### Document extract:
Tracy Bennett laughs when she remembers that she started college at the University of Southern Maine as a theater major. “I was too shy to audition,” she recalls. When she transferred to the University of Michigan for her sophomore year, she switched her major to English literature. But by the time she graduated in 1989, she realized that as much as she loved stories, her real passion was for words. It seems entirely fitting, then, that in November the New York Times chose her to edit Wordle, the insanely popular five-letter word game. 

Although Bennett’s Wordle responsibilities are new, her position with the New York Times
is not. She often said that she would only leave Math Reviews if she could work on crossword
puzzles full-time, and in September 2020, she did exactly that. | Photo by J. Adrian Wylie

Growing up in Maine, she was Tracy Pinkham. Her family roots are in Boothbay, where her parents met in high school and then both joined the Navy. Her mother left when Bennett’s older sister, Cinda, was born, and returned to Boothbay when her husband was sent to Vietnam. The marriage didn’t last. Bennett’s mother joined the counterculture, eventually went to art school, and raised her girls largely as a single mother.

Both sisters were educated almost entirely in small “free schools,” as part of the 1960s and 70s-era movement inspired by A.S. Neill’s book Summerhill, about an English boarding school with no set curriculum, grades, or formal testing. This gave Bennett plenty of time and encouragement to work on puzzles, which she has always loved. In a Times profile she mentioned that she used to beg for more spelling tests.

“I was always a word person,” she says. An evaluation after her first year at the New Day School read: “Reading at the fifth-grade level. Just mastered the concept of north and south.” Even now, she says, “when I come to an intersection, I always turn the wrong way.”

Bennett’s terrible sense of direction has been almost as fortuitous as her facility with language. By 1997 she was settled in Ann Arbor, working as a copyeditor at Mathematical Reviews and volunteering as an usher with the University Musical Society. During an intermission at a “Blues, Roots, Honks and Moans” concert she saw her friend Juli Pinsak talking to two men in another aisle. Bennett “gravitated” over to join the conversation. When the men asked where they could get a Coney Island after the concert, she recommended Mark’s Midtown. “I tried to give him directions. It became clear that I was not very good at it—where I directed them was nowhere near where Mark’s Midtown is. He thought it was really cute that I was trying.”

“He” was local jazz musician George Bennett, whom Tracy married in 2002. Their son Daniel was born later that year.

Although Bennett’s Wordle responsibilities are new, her position with the New York Times is not. She often said that she would only leave Math Reviews if she could work on crossword puzzles full-time, and in September 2020, she did exactly that. As the Times’ associate puzzle editor, she is one of the team of five people responsible for the daily crossword puzzles. Most of their time is spent reviewing the 150–200 puzzles submitted each week and then editing the ones they select. Bennett also makes puzzles for Bust Magazine and the app Crosswords with Friends. With fellow Ann Arbor puzzle constructor Peter Collins, she provides a monthly puzzle in Groundcover News, the local street paper. Collins and Bennett edit each other’s puzzles, but he says she “finds five times as many errors as I do.”

Entries from a pointing dataset:

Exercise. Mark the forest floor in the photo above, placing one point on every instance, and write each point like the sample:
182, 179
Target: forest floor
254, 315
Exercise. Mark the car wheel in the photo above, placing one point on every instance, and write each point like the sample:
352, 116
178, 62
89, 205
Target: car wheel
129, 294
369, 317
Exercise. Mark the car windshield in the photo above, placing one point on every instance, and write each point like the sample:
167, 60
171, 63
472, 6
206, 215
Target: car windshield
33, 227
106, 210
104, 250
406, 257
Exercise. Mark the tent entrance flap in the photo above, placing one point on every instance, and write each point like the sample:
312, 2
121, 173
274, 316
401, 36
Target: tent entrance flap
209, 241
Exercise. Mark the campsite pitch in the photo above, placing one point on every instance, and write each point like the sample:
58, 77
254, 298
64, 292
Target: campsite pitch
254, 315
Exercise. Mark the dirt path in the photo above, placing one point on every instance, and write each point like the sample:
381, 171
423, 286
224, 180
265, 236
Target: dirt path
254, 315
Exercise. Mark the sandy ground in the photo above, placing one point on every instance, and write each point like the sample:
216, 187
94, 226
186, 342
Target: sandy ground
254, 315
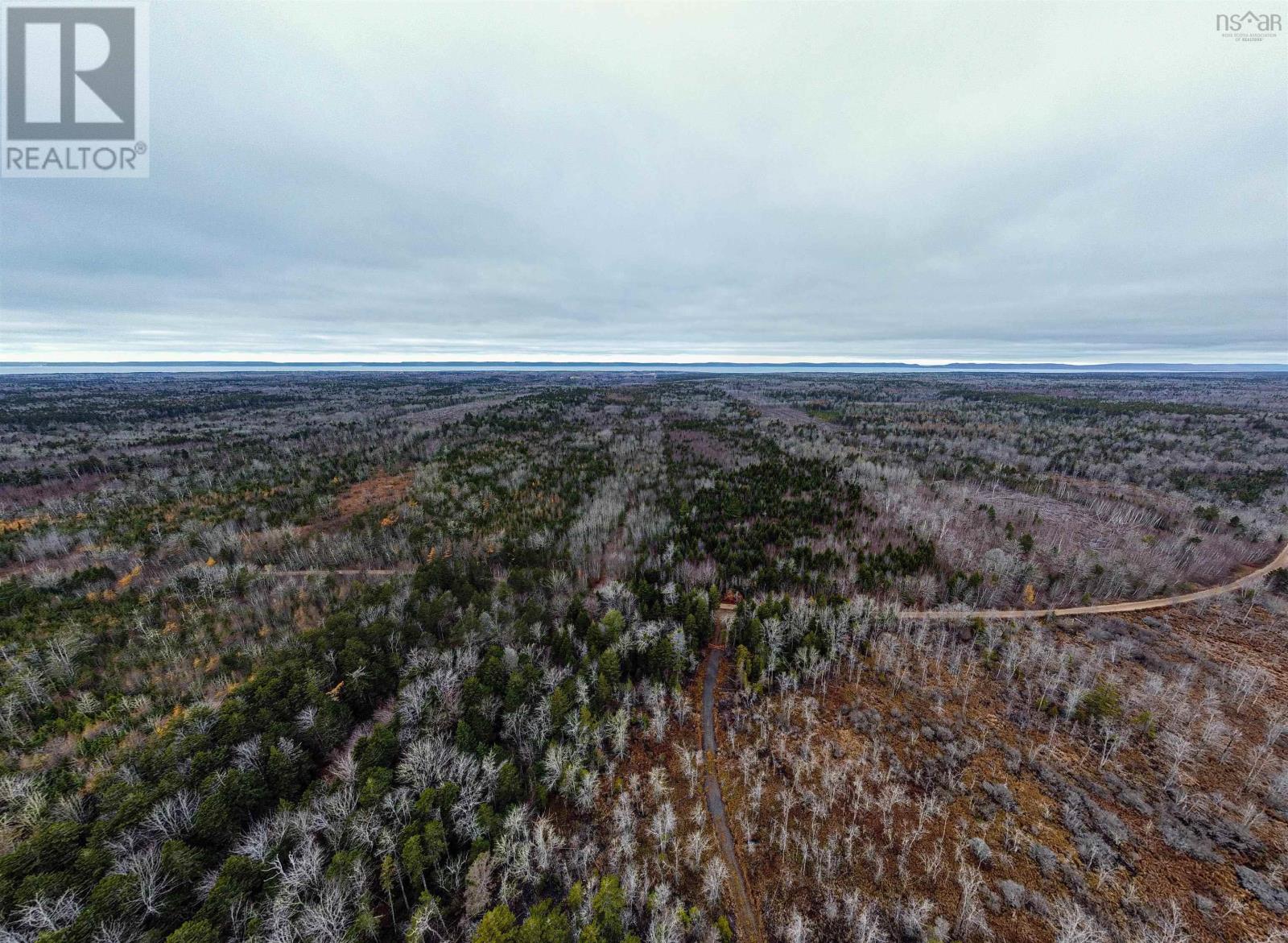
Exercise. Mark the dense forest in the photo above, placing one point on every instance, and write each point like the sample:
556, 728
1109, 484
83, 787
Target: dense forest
416, 657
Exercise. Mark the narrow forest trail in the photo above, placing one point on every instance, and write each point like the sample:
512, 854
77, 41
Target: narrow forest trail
1279, 562
746, 916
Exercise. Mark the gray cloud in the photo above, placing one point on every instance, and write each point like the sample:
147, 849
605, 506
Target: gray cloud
828, 182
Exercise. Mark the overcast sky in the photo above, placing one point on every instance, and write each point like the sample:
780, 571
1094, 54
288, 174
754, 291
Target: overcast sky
925, 182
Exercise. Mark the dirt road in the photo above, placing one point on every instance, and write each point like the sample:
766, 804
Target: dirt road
1279, 562
745, 914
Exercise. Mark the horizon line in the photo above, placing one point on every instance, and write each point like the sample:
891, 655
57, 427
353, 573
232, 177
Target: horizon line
143, 365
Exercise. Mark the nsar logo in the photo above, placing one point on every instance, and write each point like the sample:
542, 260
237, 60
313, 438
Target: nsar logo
1249, 26
76, 93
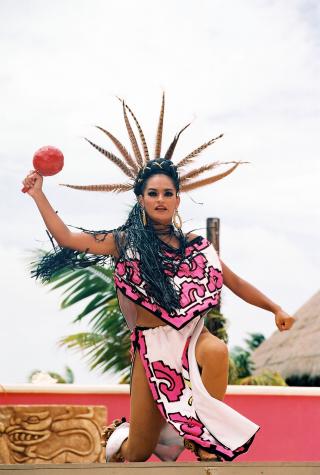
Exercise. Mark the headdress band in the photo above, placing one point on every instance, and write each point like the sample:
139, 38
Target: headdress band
132, 166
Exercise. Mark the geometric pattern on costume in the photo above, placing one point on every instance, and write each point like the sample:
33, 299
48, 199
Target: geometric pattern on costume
197, 278
168, 357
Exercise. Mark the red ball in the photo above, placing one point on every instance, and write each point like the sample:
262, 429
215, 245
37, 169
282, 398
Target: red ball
48, 160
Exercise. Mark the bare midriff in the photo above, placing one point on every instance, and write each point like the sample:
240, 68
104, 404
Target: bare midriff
145, 318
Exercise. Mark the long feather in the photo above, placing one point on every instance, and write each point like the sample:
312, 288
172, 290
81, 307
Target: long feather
132, 138
117, 187
157, 152
124, 152
114, 159
189, 158
141, 134
173, 144
198, 171
208, 181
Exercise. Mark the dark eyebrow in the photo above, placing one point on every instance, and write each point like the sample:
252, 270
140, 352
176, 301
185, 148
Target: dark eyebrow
156, 189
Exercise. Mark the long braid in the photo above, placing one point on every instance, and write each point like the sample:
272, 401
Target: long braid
134, 240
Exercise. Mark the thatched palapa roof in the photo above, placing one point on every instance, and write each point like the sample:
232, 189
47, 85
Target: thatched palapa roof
296, 351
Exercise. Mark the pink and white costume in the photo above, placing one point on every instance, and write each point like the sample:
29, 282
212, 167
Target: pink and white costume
168, 352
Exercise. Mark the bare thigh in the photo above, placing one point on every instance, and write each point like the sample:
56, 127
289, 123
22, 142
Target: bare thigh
146, 420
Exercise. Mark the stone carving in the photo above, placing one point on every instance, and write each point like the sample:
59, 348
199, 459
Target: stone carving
51, 434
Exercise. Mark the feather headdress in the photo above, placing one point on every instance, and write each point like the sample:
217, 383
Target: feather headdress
132, 165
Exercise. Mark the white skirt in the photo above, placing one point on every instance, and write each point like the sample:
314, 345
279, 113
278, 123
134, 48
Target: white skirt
168, 356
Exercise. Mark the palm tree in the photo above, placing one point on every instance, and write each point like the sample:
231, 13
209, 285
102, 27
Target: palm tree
107, 346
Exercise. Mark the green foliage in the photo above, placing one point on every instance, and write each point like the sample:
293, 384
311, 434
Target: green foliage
303, 380
242, 361
216, 324
107, 346
242, 356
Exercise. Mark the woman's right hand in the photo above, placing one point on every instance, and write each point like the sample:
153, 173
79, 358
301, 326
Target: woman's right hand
33, 182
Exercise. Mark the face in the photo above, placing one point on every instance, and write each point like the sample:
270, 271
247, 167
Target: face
160, 199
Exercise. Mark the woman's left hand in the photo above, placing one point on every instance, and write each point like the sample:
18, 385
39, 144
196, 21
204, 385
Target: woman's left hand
283, 320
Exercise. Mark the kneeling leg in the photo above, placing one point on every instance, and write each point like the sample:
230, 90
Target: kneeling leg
212, 357
146, 420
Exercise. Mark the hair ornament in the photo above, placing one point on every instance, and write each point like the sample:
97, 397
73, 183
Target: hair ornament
137, 165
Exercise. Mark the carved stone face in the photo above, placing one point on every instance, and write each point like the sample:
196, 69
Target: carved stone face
50, 434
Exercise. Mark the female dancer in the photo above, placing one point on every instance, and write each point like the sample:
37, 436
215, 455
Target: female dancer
166, 281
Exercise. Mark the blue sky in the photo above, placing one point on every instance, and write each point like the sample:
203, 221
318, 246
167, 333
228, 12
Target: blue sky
249, 69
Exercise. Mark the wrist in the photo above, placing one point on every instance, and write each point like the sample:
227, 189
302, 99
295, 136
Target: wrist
275, 308
37, 195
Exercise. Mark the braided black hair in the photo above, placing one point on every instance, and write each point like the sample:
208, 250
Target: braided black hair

### Direction A:
Reproduce the stretch of rows from the line containing "Exercise. Mark the wrist" through the end of the rows, keeping every line, and shift each answer coordinate by adding 46 to it.
### Direction B:
Carry the profile of puzzle editor Tracy Bennett forward from its last sentence.

### Final answer A:
Exercise. Mark the wrist in the photo above, placing one point on every instance, and write each point like the sample:
227, 189
302, 99
295, 136
Target: wrist
321, 354
83, 241
Exercise. Mark the braided black hair in the photo above, placing one point on every instance, and write each point like the sample:
208, 250
Target: braided black hair

### Final answer B:
Bennett is still shy—it’s one of the first words her friends use to describe her. But Wordle is so popular that she’s experienced an unexpected burst of fame—and a surprising amount of controversy. She has been invited on BBC, CNN, and the Today Show, and articles about her have appeared everywhere from Newsweek, the Guardian, and Forbes to the Deseret News.

Lisa Nichols, a longtime friend and her successor at Mathematical Reviews, says by now Bennett has relaxed into the role of being the public face of a puzzle loved by everyone from Camilla the Queen Consort to Carol Burnett and played by tens of millions of people every day. Bennett is not sure she agrees. While she is fine with interviews, she says, she’s still anxious enough about public speaking that she has been working with a coach.

The lovers of Wordle were not all delighted that the game now had an editor. Before Bennett’s position was created, the game, created by software engineer Josh Wardle in 2013 and acquired by the Times last January, used a JavaScript program to choose each day’s word from Wardle’s list of 2,315 five-letter words. Players feared that having a person choose the word would ruin the spontaneous nature of the game and perhaps make it too easy. 

The Wordle answer for Thanksgiving Day, “FEAST,” generated scores of outraged responses and an article in Slate titled “How the Wordle Editor Is Ruining Wordle.” Bennett says she’s learned her lesson: Though crossword puzzles may continue to be topical, Wordle probably will not.

Bennett says that her thirty years at Math Reviews not only taught her a rigorous attention to detail but also prepared her well for the trolls. Describing herself as “a recovering people-pleaser,” she says that as the manager of the copyediting department she received plenty of feedback, some of it highly emotional, about the changes her team was suggesting to the contributing reviewers and learned to interact without getting emotional herself. At the Times she also, wisely, avoids reading online complaints about what she’s allegedly doing wrong.

Bennett admits, however, that when she started reviewing and editing crosswords, she did not welcome having to reject puzzles submitted by constructors who were friends or even mentors. But Collins, a recently retired Huron High math teacher who has had 117 puzzles accepted by the Times (and many more in other publications), says he still has had far more puzzles rejected than accepted and explains that every constructor knows that many puzzles will be rejected.

Bennett credits the women mentors who helped her along her unconventional path, including Deb Amlen, who handed the Bust puzzle column over to her; Amy Reynaldo, who hired her to “punch out grid after grid” for the Crosswords with Friends app; and Laura Braunstein, with whom Bennett cofounded Inkubator, a site that publishes puzzles by women and nonbinary constructors.

Now she’s mentoring the next generation. Inkubator pairs new constructors with mentors, and Bennett is also part of the mentorship program at the Times. She is proud that her first mentee there, Kanyin Ajayi, recently had a themeless puzzle published in the paper. She also credits Nichols, who tests all of her puzzles for her, taking payment only in lattes.

Bennett works at home, a 1950s ranch-style house near Haisley school. Her sister lives in an identical house next door, and they share a large backyard and a shed. Their mother eventually followed her daughters to Ann Arbor and also lives within walking distance. That meant that Bennett’s son Daniel, now twenty years old, grew up with an aunt, uncle, and cousin next door and a grandmother nearby. This was a great comfort when George Bennett died suddenly in May 2021 at age seventy, having just completed a large rock garden in the shared backyard.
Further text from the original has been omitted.